--- Start Data shown ---

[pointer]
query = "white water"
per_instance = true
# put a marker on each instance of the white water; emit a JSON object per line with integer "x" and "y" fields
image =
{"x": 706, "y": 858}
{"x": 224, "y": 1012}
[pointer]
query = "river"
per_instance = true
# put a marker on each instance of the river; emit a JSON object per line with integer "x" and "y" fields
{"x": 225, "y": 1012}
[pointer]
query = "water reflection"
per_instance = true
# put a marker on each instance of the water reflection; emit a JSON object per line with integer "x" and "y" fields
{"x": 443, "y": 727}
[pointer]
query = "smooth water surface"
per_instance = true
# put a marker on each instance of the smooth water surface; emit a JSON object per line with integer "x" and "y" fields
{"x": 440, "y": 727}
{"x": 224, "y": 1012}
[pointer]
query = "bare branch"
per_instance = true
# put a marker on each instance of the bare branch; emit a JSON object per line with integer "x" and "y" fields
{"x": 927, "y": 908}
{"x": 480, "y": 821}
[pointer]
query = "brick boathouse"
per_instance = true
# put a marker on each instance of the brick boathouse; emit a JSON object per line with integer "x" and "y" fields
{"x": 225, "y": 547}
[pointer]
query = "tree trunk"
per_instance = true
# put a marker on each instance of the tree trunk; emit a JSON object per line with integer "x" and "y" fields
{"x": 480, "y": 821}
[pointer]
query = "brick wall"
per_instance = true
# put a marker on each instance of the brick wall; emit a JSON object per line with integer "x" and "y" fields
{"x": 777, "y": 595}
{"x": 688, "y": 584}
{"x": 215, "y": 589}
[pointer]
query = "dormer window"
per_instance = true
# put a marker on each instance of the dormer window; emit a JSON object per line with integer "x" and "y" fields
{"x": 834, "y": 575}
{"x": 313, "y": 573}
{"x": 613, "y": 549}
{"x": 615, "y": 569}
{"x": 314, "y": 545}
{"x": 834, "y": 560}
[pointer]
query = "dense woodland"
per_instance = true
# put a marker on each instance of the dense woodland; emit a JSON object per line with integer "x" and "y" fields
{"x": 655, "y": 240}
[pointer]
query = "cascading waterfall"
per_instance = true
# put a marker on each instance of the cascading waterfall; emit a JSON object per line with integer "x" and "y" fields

--- End Data shown ---

▶ **Work to complete**
Find each line in the items that contains the word "white", and copy those lines.

▶ **Task solution**
query = "white water"
# put a marker on each instance of the white water; emit a JSON object per line with integer "x" and "y" fields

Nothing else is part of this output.